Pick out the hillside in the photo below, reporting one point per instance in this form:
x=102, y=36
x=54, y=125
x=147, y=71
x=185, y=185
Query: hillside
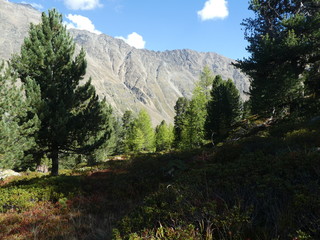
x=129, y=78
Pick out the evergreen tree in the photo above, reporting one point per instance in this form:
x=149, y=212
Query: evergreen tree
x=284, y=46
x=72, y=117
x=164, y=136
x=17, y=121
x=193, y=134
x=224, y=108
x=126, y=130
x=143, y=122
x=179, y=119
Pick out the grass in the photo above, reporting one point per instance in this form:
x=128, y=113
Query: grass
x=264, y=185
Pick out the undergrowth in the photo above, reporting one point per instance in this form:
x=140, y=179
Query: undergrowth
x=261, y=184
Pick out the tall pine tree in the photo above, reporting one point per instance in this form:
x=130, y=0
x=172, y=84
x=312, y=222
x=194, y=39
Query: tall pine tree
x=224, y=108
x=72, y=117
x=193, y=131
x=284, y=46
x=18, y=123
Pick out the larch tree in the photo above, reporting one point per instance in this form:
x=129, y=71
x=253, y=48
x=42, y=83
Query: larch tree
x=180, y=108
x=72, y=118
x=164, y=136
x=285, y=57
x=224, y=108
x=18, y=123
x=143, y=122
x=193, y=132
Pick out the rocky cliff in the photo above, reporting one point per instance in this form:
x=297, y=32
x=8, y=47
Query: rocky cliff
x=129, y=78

+ + +

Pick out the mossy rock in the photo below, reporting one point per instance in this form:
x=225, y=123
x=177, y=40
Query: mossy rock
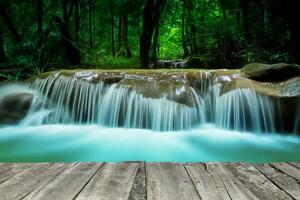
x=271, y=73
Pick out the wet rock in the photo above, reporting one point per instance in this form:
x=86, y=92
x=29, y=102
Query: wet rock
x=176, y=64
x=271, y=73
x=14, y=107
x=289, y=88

+ + +

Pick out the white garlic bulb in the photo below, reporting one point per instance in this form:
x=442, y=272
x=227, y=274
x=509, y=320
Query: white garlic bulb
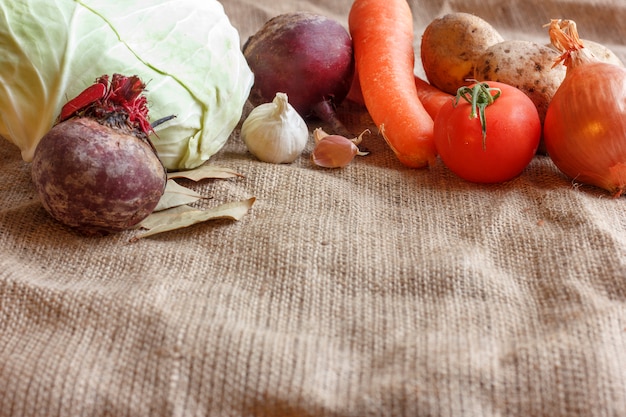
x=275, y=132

+ + +

Locate each line in the records above that contains the word "point", and copy those lines in order.

Solution to the problem:
Pick out the hillside in the photo below, reporting one point per instance in this form:
Pick out the evergreen tree in the photo above, reporting one point per instance in this form:
Pick out the grass in the photo above, reporting one point per instance in this form:
Pick out the undergrowth in the photo above, reporting one point per instance in this form:
Pick out the tall pine tree in the photo above, reporting one point per instance in this form:
Pick out the larch tree in the photo above, reporting one point per instance in this form:
Pick out the rocky cliff in the photo above, reporting one point per instance in this form:
Pick out the mossy rock in the photo below, reporting one point per instance in this form:
Pick out the wet rock in the photo above, reporting one point per instance in this form:
Pick out the white garlic bulb in the photo below, reporting one point per instance in this form:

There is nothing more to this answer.